══ RECORDS

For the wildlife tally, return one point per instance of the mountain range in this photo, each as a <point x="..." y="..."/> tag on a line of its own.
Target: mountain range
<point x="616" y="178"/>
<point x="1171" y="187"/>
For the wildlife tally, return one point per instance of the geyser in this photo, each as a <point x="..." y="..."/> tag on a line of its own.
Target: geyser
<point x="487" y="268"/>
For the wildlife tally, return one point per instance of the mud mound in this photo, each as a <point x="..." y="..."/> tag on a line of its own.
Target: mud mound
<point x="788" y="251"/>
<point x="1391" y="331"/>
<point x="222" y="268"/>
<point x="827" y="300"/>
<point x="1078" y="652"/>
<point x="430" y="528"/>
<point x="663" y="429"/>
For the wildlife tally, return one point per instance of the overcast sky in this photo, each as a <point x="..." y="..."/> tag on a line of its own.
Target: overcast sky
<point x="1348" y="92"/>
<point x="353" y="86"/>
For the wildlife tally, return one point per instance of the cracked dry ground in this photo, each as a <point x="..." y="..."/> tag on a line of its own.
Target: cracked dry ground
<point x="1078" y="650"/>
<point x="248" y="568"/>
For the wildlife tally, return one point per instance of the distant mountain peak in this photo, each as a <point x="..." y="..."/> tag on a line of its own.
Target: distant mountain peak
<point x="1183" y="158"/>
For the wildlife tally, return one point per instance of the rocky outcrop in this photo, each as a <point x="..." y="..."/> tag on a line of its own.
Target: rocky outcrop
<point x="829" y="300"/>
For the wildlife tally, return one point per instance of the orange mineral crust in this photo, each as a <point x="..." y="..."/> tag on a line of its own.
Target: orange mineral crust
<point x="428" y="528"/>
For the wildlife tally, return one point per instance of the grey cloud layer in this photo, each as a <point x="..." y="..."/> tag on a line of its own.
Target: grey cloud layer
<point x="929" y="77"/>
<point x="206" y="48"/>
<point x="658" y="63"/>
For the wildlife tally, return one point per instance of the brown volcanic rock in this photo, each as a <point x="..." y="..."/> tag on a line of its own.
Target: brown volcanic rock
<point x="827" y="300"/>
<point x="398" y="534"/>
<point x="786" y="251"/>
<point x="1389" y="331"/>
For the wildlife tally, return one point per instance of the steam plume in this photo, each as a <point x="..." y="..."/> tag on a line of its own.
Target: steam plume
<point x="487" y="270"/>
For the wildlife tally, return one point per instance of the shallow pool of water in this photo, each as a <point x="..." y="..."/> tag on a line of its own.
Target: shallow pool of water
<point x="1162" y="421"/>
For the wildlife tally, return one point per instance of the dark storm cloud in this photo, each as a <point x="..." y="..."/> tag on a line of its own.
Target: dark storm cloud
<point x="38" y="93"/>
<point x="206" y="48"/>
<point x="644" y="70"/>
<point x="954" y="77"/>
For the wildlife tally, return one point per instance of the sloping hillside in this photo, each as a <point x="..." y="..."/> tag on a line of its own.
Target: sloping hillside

════

WORK TO BE COMPLETED → Search the entries for the word "hillside", then gather every line that has it.

ANSWER BELOW →
For the wildlife tally, return one point per instance of the sloping hillside in this photo, each as a <point x="..." y="..."/> tag on a line of its own.
Target: sloping hillside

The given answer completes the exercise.